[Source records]
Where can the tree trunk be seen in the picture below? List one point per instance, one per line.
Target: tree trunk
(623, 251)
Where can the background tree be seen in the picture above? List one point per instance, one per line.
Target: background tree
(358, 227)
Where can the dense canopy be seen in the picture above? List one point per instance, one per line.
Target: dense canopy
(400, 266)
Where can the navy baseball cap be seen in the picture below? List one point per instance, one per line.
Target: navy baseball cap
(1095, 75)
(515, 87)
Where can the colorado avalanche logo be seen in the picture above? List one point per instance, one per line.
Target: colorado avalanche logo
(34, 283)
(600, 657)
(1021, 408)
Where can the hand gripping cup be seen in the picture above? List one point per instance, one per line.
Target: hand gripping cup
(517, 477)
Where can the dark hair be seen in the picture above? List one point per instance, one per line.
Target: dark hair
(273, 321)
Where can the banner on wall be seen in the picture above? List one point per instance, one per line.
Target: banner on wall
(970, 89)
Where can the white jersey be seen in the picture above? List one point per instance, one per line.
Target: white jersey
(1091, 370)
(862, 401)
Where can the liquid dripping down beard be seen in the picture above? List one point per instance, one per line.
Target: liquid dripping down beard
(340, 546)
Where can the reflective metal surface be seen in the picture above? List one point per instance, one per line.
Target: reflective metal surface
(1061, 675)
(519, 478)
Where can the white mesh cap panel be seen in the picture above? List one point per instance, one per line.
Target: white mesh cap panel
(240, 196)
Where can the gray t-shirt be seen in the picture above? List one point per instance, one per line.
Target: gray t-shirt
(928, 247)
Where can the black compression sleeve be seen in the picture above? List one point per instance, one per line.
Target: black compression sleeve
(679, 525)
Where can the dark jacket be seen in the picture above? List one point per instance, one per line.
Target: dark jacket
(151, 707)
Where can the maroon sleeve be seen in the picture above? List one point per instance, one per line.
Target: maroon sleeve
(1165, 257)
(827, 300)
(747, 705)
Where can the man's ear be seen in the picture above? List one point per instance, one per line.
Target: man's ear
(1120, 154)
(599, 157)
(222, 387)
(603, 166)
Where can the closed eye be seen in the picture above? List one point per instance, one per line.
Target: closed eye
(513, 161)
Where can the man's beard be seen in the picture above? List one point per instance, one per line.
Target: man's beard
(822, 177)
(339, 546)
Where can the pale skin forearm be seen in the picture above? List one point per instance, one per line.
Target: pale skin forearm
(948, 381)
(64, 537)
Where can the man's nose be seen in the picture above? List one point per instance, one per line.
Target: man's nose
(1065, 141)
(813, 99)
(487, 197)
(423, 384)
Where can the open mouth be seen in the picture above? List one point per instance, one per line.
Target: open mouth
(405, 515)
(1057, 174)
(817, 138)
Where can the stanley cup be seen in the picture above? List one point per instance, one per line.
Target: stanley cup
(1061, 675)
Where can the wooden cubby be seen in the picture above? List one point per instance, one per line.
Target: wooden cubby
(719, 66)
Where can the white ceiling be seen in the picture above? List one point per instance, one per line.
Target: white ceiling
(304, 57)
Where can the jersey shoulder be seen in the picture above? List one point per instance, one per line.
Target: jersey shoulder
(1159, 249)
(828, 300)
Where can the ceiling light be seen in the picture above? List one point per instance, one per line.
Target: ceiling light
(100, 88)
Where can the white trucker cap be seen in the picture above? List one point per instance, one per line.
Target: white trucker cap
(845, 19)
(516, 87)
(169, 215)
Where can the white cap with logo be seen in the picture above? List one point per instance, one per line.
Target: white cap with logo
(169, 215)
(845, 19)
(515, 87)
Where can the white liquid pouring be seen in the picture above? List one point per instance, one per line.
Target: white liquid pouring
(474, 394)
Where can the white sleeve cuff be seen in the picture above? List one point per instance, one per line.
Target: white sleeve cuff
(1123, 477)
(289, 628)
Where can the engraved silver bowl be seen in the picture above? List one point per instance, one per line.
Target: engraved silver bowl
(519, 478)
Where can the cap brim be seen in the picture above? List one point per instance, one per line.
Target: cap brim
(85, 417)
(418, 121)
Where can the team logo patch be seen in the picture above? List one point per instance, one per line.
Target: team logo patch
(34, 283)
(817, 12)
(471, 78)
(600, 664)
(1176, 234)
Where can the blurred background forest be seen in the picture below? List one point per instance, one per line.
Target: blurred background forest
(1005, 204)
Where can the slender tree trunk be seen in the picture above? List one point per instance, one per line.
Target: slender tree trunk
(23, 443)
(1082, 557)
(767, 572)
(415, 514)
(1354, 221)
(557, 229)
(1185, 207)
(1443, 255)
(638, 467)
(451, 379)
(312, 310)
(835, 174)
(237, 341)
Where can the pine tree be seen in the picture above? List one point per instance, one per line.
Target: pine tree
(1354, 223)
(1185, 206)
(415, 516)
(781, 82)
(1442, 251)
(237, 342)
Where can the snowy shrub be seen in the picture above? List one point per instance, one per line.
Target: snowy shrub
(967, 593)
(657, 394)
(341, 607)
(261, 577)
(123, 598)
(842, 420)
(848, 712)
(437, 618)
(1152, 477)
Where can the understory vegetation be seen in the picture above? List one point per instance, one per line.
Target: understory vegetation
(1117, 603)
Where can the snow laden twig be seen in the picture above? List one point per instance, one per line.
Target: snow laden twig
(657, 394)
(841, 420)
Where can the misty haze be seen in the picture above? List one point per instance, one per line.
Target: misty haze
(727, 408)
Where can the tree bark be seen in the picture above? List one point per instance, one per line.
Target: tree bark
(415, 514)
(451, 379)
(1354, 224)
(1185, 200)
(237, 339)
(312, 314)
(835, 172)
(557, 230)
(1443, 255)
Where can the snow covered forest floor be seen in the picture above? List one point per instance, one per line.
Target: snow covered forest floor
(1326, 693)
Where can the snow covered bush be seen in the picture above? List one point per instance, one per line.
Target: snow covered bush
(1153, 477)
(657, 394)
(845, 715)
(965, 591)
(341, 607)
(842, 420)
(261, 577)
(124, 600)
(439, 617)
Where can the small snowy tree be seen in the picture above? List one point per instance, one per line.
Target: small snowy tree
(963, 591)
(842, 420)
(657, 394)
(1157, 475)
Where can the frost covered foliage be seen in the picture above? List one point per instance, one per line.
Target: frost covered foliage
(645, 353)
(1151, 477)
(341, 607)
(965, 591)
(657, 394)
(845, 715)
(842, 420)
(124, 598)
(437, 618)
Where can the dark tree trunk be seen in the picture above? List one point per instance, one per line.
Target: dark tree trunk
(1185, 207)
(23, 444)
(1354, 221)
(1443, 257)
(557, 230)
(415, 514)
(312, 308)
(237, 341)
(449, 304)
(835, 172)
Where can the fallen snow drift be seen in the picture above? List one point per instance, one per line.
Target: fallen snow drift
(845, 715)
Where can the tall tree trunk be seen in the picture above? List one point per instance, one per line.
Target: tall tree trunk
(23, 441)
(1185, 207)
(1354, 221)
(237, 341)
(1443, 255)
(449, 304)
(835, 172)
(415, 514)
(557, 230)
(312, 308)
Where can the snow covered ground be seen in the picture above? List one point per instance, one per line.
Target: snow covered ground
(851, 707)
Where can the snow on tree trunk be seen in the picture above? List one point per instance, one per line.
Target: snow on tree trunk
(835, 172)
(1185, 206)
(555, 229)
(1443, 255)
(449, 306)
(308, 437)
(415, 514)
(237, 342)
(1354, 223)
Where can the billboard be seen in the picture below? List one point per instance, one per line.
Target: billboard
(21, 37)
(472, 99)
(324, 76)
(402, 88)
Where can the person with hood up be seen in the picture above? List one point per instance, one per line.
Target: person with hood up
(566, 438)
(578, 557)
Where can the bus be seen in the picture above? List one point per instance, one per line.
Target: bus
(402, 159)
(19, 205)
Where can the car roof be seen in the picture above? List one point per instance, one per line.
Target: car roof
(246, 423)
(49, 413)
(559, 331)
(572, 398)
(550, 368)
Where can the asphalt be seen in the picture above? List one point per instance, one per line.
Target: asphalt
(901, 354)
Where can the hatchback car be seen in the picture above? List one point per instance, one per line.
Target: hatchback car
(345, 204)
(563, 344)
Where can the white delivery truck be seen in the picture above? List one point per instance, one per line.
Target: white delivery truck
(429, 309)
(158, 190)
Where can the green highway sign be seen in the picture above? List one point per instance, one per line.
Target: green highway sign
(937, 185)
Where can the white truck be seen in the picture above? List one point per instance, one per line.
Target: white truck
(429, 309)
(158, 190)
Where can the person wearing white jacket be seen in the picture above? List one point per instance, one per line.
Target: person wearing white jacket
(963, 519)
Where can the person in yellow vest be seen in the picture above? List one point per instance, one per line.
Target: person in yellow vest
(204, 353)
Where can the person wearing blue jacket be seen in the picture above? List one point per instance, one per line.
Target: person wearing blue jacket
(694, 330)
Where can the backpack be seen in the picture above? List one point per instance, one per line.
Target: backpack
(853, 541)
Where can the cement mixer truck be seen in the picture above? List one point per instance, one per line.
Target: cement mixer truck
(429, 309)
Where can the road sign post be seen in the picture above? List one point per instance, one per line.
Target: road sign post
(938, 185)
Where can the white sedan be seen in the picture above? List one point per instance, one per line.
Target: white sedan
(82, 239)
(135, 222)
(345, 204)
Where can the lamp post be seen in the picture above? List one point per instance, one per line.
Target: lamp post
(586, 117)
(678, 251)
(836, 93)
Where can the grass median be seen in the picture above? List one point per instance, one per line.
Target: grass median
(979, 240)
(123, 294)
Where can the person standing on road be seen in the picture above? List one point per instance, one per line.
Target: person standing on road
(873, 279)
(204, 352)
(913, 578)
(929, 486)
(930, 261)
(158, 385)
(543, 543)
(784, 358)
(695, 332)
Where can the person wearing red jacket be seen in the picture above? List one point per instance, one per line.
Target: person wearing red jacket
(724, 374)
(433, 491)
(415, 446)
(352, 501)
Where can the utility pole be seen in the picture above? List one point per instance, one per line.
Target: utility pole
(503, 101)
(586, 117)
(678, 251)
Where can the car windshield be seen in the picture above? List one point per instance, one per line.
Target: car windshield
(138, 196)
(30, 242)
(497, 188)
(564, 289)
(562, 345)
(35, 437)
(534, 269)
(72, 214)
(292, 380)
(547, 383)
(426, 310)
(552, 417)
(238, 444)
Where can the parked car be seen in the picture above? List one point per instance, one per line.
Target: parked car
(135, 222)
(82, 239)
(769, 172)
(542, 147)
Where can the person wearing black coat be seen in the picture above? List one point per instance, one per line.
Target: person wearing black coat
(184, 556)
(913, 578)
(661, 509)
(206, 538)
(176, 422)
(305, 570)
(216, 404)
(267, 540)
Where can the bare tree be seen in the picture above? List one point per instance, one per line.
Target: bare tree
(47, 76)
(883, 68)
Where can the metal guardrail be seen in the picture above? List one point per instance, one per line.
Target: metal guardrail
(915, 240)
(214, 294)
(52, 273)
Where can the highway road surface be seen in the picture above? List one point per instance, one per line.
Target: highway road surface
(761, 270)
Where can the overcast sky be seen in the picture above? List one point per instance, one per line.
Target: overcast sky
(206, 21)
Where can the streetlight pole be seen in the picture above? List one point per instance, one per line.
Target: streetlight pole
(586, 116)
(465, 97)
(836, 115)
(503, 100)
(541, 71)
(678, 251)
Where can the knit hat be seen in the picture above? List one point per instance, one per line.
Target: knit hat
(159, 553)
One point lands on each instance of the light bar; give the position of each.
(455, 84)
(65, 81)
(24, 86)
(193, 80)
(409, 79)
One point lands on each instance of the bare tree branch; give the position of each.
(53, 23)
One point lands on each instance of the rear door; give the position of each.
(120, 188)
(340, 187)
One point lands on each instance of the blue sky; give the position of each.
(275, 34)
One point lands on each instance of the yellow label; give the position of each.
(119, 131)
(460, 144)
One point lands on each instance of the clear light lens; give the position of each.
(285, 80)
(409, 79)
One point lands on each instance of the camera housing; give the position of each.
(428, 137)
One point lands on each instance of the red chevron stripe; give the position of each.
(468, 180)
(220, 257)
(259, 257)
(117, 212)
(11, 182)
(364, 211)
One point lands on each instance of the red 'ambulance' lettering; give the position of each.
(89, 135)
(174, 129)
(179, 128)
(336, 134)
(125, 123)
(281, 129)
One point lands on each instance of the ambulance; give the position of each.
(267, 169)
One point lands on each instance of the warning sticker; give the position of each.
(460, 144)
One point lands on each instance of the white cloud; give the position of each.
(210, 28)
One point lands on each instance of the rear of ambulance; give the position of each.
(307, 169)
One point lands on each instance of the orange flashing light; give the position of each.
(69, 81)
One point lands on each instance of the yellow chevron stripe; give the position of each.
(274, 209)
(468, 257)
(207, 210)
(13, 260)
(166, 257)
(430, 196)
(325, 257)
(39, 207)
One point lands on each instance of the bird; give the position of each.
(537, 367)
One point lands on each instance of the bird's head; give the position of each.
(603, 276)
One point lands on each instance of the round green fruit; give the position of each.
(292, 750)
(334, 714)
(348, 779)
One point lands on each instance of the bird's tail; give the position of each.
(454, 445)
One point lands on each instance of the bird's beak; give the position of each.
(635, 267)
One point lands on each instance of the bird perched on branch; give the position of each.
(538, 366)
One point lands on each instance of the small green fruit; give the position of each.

# What this task involves:
Look above for the line holding "Where can the white truck be" and the line holding "Where can the person wearing white", then output exactly those two lines and every line between them, nothing more.

# Task output:
Where can the white truck be seen in the picture above? List one point per instance, one per line.
Target: white truck
(429, 309)
(158, 190)
Where can the person wearing white jacket be seen in the picture above? List one point per instance, one per line.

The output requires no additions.